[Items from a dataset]
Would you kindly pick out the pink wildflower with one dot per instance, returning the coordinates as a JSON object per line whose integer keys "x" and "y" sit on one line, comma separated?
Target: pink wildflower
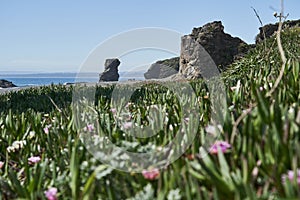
{"x": 51, "y": 193}
{"x": 89, "y": 128}
{"x": 224, "y": 146}
{"x": 113, "y": 110}
{"x": 1, "y": 164}
{"x": 290, "y": 176}
{"x": 34, "y": 159}
{"x": 151, "y": 174}
{"x": 127, "y": 125}
{"x": 46, "y": 130}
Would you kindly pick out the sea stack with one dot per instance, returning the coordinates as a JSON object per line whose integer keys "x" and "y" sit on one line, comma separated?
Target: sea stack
{"x": 111, "y": 70}
{"x": 206, "y": 45}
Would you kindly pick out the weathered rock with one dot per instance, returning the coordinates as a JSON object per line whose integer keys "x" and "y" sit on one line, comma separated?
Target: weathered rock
{"x": 111, "y": 70}
{"x": 208, "y": 45}
{"x": 6, "y": 84}
{"x": 270, "y": 29}
{"x": 163, "y": 68}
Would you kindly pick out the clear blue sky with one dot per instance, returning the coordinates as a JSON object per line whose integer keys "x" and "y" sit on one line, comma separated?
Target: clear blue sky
{"x": 57, "y": 35}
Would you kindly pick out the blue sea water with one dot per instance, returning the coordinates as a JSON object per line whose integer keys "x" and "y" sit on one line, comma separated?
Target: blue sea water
{"x": 22, "y": 80}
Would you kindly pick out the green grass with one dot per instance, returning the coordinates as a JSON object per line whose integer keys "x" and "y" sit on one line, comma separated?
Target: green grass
{"x": 265, "y": 143}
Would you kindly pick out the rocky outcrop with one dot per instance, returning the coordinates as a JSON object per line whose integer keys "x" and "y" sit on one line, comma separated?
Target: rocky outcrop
{"x": 163, "y": 68}
{"x": 111, "y": 70}
{"x": 6, "y": 84}
{"x": 207, "y": 47}
{"x": 270, "y": 29}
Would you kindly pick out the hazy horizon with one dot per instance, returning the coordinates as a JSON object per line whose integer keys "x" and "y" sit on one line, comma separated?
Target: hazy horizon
{"x": 58, "y": 36}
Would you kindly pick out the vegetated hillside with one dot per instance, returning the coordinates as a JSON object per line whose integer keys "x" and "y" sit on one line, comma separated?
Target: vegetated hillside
{"x": 265, "y": 57}
{"x": 257, "y": 154}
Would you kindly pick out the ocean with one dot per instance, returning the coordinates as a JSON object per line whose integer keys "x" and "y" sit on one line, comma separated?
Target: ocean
{"x": 39, "y": 79}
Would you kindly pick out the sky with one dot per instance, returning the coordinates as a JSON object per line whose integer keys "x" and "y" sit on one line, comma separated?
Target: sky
{"x": 59, "y": 35}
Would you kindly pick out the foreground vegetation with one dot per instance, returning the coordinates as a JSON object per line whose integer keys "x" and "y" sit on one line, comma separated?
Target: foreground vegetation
{"x": 41, "y": 155}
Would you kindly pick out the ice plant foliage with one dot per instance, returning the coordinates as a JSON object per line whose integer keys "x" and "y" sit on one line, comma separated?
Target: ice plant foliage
{"x": 16, "y": 145}
{"x": 34, "y": 159}
{"x": 1, "y": 164}
{"x": 150, "y": 174}
{"x": 223, "y": 145}
{"x": 51, "y": 193}
{"x": 290, "y": 175}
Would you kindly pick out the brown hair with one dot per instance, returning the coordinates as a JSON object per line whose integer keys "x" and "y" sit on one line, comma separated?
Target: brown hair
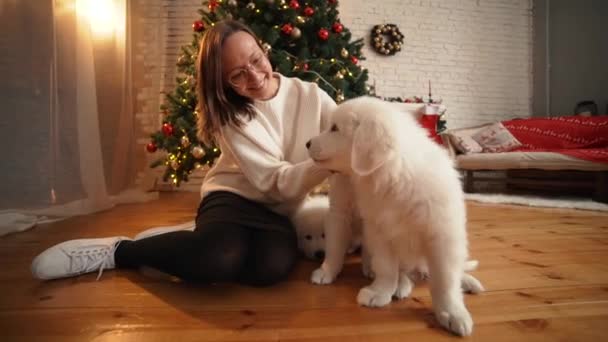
{"x": 218, "y": 103}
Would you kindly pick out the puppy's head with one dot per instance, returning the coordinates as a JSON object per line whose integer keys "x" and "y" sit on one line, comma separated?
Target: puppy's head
{"x": 309, "y": 221}
{"x": 360, "y": 139}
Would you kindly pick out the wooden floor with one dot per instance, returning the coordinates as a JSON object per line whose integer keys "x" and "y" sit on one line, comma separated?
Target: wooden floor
{"x": 545, "y": 271}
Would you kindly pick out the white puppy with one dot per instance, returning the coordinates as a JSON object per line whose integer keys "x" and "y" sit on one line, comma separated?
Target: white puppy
{"x": 410, "y": 198}
{"x": 309, "y": 221}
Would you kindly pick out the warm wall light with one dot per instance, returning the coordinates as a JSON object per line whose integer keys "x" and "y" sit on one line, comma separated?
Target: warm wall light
{"x": 101, "y": 14}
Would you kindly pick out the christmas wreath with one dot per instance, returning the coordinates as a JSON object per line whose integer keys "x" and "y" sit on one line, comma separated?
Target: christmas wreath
{"x": 388, "y": 46}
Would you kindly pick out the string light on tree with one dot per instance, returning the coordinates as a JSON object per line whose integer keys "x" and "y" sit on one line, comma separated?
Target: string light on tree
{"x": 167, "y": 129}
{"x": 198, "y": 152}
{"x": 151, "y": 147}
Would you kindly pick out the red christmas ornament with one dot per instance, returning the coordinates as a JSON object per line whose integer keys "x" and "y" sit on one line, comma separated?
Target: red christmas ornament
{"x": 213, "y": 5}
{"x": 167, "y": 129}
{"x": 294, "y": 4}
{"x": 151, "y": 147}
{"x": 323, "y": 34}
{"x": 337, "y": 27}
{"x": 309, "y": 11}
{"x": 287, "y": 28}
{"x": 198, "y": 26}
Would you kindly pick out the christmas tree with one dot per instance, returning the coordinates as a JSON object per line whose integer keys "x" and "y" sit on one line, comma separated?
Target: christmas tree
{"x": 304, "y": 39}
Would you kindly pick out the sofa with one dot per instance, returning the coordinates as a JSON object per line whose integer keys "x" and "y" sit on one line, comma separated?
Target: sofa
{"x": 566, "y": 152}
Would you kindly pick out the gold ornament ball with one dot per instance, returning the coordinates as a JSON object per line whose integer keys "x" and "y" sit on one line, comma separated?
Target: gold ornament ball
{"x": 198, "y": 152}
{"x": 185, "y": 141}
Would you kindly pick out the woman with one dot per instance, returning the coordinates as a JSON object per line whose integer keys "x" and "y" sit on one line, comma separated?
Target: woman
{"x": 261, "y": 121}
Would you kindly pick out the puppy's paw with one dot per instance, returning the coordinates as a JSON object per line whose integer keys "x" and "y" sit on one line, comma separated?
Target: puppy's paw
{"x": 372, "y": 298}
{"x": 404, "y": 289}
{"x": 470, "y": 284}
{"x": 457, "y": 321}
{"x": 321, "y": 277}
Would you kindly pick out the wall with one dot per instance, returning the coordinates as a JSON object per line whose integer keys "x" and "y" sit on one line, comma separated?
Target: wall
{"x": 574, "y": 49}
{"x": 477, "y": 53}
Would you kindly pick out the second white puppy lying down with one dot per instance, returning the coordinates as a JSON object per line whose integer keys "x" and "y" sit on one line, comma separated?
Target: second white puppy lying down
{"x": 310, "y": 219}
{"x": 410, "y": 198}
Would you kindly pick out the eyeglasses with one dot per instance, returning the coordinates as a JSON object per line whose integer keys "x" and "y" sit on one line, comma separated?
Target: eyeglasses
{"x": 240, "y": 76}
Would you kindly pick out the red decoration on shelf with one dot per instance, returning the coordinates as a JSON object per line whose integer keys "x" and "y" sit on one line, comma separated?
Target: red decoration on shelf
{"x": 213, "y": 5}
{"x": 337, "y": 27}
{"x": 151, "y": 147}
{"x": 323, "y": 34}
{"x": 167, "y": 129}
{"x": 294, "y": 4}
{"x": 309, "y": 11}
{"x": 287, "y": 28}
{"x": 198, "y": 26}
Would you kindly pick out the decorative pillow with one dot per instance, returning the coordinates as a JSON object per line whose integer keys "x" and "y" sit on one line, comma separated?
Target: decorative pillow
{"x": 496, "y": 138}
{"x": 462, "y": 141}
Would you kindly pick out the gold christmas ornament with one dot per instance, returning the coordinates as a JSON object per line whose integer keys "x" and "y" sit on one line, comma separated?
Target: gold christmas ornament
{"x": 198, "y": 152}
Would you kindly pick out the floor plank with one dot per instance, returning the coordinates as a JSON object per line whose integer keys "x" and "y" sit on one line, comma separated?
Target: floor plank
{"x": 545, "y": 271}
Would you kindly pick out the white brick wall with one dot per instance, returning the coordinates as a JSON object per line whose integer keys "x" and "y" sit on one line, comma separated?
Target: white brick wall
{"x": 477, "y": 54}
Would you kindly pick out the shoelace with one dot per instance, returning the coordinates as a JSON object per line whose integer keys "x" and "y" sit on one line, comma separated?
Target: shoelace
{"x": 90, "y": 259}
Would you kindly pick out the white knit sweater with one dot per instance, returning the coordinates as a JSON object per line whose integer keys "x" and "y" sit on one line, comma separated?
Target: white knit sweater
{"x": 265, "y": 160}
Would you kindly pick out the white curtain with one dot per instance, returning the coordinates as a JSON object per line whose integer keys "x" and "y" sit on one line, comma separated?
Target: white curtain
{"x": 67, "y": 116}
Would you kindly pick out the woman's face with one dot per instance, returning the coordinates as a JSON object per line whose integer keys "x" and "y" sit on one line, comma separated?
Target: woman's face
{"x": 246, "y": 68}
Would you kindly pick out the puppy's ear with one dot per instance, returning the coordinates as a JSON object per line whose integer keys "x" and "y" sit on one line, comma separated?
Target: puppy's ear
{"x": 371, "y": 145}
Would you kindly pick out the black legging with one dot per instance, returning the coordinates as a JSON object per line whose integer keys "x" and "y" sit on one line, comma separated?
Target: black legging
{"x": 235, "y": 240}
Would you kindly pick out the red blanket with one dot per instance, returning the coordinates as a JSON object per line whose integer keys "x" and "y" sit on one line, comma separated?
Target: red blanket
{"x": 576, "y": 136}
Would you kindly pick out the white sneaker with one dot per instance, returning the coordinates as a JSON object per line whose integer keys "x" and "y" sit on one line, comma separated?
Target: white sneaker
{"x": 165, "y": 229}
{"x": 74, "y": 257}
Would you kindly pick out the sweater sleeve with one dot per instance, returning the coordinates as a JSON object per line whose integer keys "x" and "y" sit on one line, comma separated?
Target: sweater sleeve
{"x": 260, "y": 159}
{"x": 327, "y": 107}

• Written request: Retype the lines word for word, beginning with the line that contains "Would you kindly pick out the red blanket" and continuing through the end of the records.

• Solution:
Would you kindly pick out the red blanket with one dot per instance, returning the coordinates as a JSON object per line whose integer keys "x" and "y" sit on one line, comma separated?
Target: red blanket
{"x": 576, "y": 136}
Would you kindly pick out the white sneaker with one dot per instance, returning the coordinates as a JSON object per line whose integer keys "x" and "y" sit on one line, comma separated?
Target: white sneaker
{"x": 165, "y": 229}
{"x": 74, "y": 257}
Would you kindly pick out the sweater sleeve with one dot per instance, returning the coordinates as a JSON object per line whose integer keys "x" and "y" sit on one line, comma separated?
Target: sweater sleeve
{"x": 260, "y": 159}
{"x": 327, "y": 107}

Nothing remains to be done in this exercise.